• EXERCISE INSTRUCTIONS:
Only text is carried over. Reproduce the entries below exactly.

• Records from a data source:
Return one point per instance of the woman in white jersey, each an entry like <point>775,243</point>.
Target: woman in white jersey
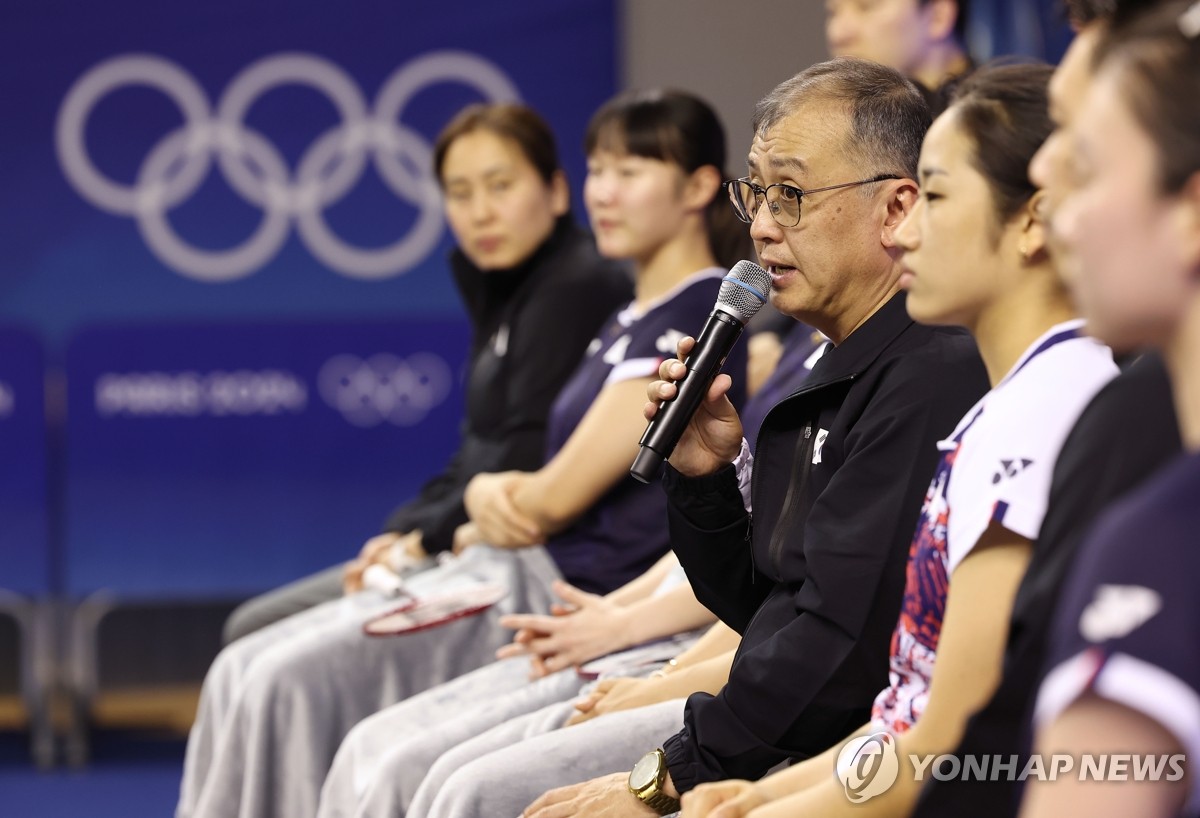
<point>975,256</point>
<point>1122,693</point>
<point>279,705</point>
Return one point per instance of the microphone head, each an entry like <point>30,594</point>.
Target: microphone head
<point>744,290</point>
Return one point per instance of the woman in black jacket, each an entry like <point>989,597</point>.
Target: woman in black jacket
<point>520,258</point>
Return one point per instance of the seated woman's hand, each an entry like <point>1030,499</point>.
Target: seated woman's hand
<point>723,799</point>
<point>382,548</point>
<point>617,695</point>
<point>489,501</point>
<point>585,627</point>
<point>465,536</point>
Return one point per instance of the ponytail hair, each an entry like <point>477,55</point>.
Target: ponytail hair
<point>683,130</point>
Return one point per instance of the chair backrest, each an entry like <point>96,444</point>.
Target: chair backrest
<point>24,534</point>
<point>223,459</point>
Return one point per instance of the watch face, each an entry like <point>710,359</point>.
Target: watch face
<point>645,771</point>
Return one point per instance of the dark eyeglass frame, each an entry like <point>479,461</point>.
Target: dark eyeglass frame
<point>762,194</point>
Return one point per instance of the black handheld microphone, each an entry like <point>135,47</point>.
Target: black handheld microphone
<point>745,289</point>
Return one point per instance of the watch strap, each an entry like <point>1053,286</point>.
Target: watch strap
<point>661,803</point>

• TASK OUTPUT:
Return one point per instance of the woman in white jersey, each an entry like <point>775,243</point>.
Target: woman in white jersey
<point>975,256</point>
<point>1122,693</point>
<point>279,705</point>
Return one point per instance of the microphone head, each an entry like <point>30,594</point>.
Target: microphone head
<point>744,290</point>
Return one point per instance of the woman in black jacket, each an entry like <point>989,597</point>.
Target: woman in black jacket
<point>520,258</point>
Return one point per instance of the seated woman's hand, each an entry like <point>1030,499</point>.
Target: seated woman's hand
<point>723,799</point>
<point>382,548</point>
<point>617,695</point>
<point>489,501</point>
<point>585,627</point>
<point>465,536</point>
Return one point per instance of the ponytail hair, each an entry like <point>477,55</point>.
Target: ponytail hair
<point>683,130</point>
Return one point per instance of the chair backrest, each an entry like <point>96,444</point>.
Target: chair backrest
<point>24,534</point>
<point>223,459</point>
Return one point per instance of the watch face, each an entry like <point>710,359</point>.
Target: watch face
<point>645,771</point>
Return one point per instance of the dark eyeglass frame, each an entry like <point>479,461</point>.
Target: dark eyeglass frame
<point>762,194</point>
Return one point per instance of the black handheld microphone, each an entry like <point>135,47</point>.
Target: black handheld microphone
<point>745,289</point>
Return one point per instance of the watch strap, each an entry like <point>1053,286</point>.
Target: watch strap
<point>661,803</point>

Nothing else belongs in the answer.